Data excerpts ▸

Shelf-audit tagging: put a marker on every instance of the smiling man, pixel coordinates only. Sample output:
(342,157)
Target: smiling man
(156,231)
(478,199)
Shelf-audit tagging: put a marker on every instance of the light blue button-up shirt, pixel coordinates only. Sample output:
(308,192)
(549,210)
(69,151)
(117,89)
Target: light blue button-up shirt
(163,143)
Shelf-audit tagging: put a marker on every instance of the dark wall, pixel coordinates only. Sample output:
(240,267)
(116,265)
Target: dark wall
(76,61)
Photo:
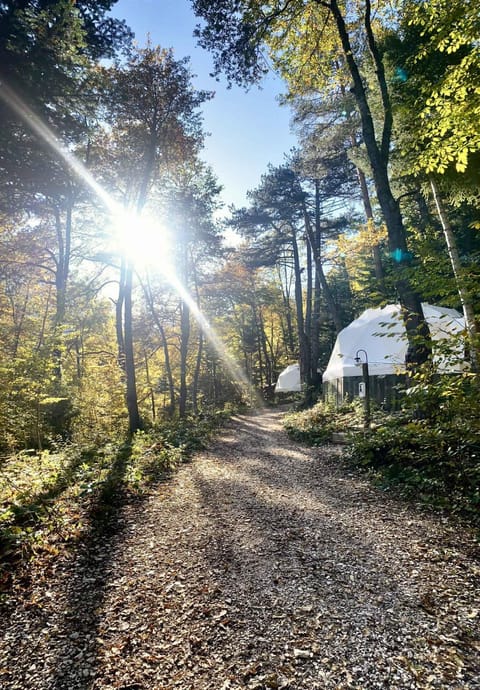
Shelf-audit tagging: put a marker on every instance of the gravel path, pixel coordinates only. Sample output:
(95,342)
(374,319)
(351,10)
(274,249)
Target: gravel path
(261,564)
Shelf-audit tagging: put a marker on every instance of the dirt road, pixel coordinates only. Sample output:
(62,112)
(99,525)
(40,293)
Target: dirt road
(261,564)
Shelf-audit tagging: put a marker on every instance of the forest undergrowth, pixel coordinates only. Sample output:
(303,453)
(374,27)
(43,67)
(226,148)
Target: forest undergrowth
(432,458)
(50,498)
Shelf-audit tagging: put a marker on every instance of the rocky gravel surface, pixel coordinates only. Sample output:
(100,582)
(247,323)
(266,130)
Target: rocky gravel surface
(260,564)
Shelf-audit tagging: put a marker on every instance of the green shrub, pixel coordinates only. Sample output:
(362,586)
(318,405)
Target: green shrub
(316,425)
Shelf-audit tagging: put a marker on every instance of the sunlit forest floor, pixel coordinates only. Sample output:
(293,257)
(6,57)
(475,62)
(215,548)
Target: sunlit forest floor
(260,564)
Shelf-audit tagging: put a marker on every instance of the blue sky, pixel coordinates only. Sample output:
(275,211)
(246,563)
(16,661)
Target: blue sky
(247,130)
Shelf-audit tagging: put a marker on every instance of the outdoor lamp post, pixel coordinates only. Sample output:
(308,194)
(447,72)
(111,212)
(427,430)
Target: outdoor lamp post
(366,381)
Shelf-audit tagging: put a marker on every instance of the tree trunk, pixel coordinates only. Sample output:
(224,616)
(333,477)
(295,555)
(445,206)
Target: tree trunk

What is expected ▸
The output is the records exactly as they read, with no pictures in it.

Answer for this exercise ▸
Shelf-audit tagging: put a marker on every instance of the smiling man, pixel coordinates only. Sample output:
(342,157)
Target: smiling man
(156,231)
(478,199)
Shelf-audit tagging: put a marker on every instance of the light blue button-up shirt, pixel coordinates only. Sample output:
(308,192)
(549,210)
(69,151)
(117,89)
Target: light blue button-up shirt
(163,143)
Shelf-audit tagging: put a marker on every instance of the dark wall, pixel coordinates only. Sample output:
(240,267)
(116,265)
Target: dark wall
(76,61)
Photo:
Shelf-audit tagging: put a marker on every instance of the gravel path, pixel coordinates only. Sample output:
(95,342)
(374,319)
(351,10)
(274,249)
Target: gravel path
(261,564)
Shelf-audit tagging: put a marker on every instance of the dirt road, pixel coordinates only. Sample output:
(62,112)
(99,525)
(40,293)
Target: dirt road
(261,564)
Shelf-audit tagging: put a marker on every instance of the forest undergrowth, pixel coordinates only. Sample output:
(303,453)
(374,27)
(43,67)
(226,148)
Target: forest undergrowth
(432,458)
(50,498)
Shelf-audit tagging: put a marker on every instance of the rocky gravel surface, pixel coordinates only. Sample output:
(100,582)
(247,323)
(266,130)
Target: rocky gravel surface
(260,564)
Shelf-audit tagging: put a marker on every instance of the green shrub, pixel coordinates only. Sample output:
(362,586)
(318,405)
Target: green shrub
(316,425)
Shelf-audit tagging: put a marker on every instance of the sunlit forest floor, pixel coordinates only. Sample output:
(293,257)
(6,57)
(475,62)
(215,548)
Target: sunlit forest floor
(260,564)
Shelf-audit tagging: put a marker on every instance of the blue sky, pixel coordinates only. Sample output:
(275,211)
(246,563)
(16,661)
Target: blue sky
(247,130)
Shelf-audit tagging: put a marker on every instance of the outdoor lamp post, pixel coordinates only. Sample output:
(308,194)
(447,72)
(111,212)
(427,430)
Target: outdoor lamp post
(366,381)
Shelf-audit tagging: put a marker on every instance of the tree trunk, pixel coordinates only. Sample output:
(224,616)
(333,477)
(295,555)
(445,206)
Target: tree trunk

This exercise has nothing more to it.